Work instructions:
[1] According to the text on Austria–Syria relations, when did Bashar al-Assad visit Vienna?
[2] Return the passage of the Austria–Syria relations text from "Austria–Syria relations are" up to and including "the Islamic State.", word for word.

Document segment:
——————
Austria–Syria relations
- Austria: Syria

= Austria–Syria relations =

Austria–Syria relations are the bilateral relations between the Republic of Austria and Syria. In April 2009, President Bashar al-Assad visited Vienna at the invitation of President Heinz Fischer. In 2012, due to the security situation, some staff of the Austrian Embassy in Damascus was transferred to Beirut, and some activities of the embassy have been conducted from there since then. Officially, the embassy of Austria in Damascus was never closed and the ambassadors resided in Damascus despite the civil war. Austria resisted efforts led by the United Kingdom to lift or ease the EU arms embargo on Syria, "contending that increased weaponry will only intensify the conflict and potentially eliminate any opportunities for peace negotiations". In 2015, Foreign Minister Sebastian Kurz stated that the West should involve Assad in the struggle against the Islamic State.
——————
Given records:
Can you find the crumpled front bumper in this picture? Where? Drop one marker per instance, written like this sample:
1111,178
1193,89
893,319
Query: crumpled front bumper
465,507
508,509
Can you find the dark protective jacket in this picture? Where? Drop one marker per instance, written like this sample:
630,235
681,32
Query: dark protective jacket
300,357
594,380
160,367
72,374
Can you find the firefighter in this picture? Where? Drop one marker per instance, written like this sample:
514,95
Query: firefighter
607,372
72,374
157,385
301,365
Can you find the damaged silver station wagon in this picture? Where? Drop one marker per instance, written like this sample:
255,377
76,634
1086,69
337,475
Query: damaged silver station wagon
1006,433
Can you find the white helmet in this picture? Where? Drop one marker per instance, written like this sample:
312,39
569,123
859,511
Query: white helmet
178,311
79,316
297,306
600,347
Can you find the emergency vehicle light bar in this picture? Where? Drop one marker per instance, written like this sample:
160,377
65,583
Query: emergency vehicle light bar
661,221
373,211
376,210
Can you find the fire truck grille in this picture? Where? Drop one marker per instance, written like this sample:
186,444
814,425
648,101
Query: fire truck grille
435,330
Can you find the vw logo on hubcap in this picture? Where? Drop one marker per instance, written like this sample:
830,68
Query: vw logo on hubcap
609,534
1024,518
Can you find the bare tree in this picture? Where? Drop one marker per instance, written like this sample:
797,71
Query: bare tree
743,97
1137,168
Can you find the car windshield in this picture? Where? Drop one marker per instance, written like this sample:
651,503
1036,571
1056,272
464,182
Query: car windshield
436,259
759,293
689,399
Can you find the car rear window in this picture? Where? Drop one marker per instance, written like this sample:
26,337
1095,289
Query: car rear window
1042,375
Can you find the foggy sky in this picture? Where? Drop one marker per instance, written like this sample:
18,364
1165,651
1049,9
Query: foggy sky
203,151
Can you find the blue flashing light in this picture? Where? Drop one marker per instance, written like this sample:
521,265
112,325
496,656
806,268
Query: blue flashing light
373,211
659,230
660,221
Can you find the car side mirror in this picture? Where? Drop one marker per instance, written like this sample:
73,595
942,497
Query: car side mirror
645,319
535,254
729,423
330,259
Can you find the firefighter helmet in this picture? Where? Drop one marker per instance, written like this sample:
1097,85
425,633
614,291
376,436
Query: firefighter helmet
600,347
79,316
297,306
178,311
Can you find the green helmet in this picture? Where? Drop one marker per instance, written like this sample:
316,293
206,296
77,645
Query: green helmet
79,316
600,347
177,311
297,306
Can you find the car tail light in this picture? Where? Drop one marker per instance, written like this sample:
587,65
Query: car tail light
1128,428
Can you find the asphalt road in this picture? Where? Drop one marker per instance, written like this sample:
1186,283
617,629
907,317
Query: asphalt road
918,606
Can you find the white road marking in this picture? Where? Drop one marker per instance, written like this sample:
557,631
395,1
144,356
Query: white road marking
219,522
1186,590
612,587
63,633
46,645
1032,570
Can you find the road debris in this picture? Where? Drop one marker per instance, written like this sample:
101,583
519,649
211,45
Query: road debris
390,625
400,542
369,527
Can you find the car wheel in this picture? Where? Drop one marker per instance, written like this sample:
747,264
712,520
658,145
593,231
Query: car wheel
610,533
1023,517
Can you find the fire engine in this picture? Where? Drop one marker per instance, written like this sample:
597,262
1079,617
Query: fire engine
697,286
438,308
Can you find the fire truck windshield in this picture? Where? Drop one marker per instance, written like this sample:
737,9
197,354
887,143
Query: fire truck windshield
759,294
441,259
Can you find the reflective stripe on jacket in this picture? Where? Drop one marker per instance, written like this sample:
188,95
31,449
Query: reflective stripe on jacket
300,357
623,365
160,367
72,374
——————
The replies:
[1] April 2009

[2]
Austria–Syria relations are the bilateral relations between the Republic of Austria and Syria. In April 2009, President Bashar al-Assad visited Vienna at the invitation of President Heinz Fischer. In 2012, due to the security situation, some staff of the Austrian Embassy in Damascus was transferred to Beirut, and some activities of the embassy have been conducted from there since then. Officially, the embassy of Austria in Damascus was never closed and the ambassadors resided in Damascus despite the civil war. Austria resisted efforts led by the United Kingdom to lift or ease the EU arms embargo on Syria, "contending that increased weaponry will only intensify the conflict and potentially eliminate any opportunities for peace negotiations". In 2015, Foreign Minister Sebastian Kurz stated that the West should involve Assad in the struggle against the Islamic State.